» **To do**:
Recast the material below as a Markdown table with the columns Number and Record line, one row per line, numbered in order and leaving out blank lines.

» **Given data**:
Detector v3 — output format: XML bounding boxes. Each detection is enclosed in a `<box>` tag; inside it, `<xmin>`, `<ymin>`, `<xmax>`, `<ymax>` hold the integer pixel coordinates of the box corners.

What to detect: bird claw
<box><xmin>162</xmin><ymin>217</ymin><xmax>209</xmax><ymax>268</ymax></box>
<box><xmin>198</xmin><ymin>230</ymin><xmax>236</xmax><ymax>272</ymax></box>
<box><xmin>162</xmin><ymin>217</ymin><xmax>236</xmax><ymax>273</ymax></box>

» **Response to this exercise**:
| Number | Record line |
|---|---|
| 1 | Detector v3 — output format: XML bounding boxes. Each detection is enclosed in a `<box>` tag; inside it, `<xmin>`, `<ymin>`, `<xmax>`, `<ymax>` hold the integer pixel coordinates of the box corners. |
| 2 | What to detect: bird claw |
| 3 | <box><xmin>162</xmin><ymin>217</ymin><xmax>209</xmax><ymax>268</ymax></box> |
| 4 | <box><xmin>198</xmin><ymin>230</ymin><xmax>236</xmax><ymax>272</ymax></box> |
| 5 | <box><xmin>162</xmin><ymin>217</ymin><xmax>236</xmax><ymax>273</ymax></box> |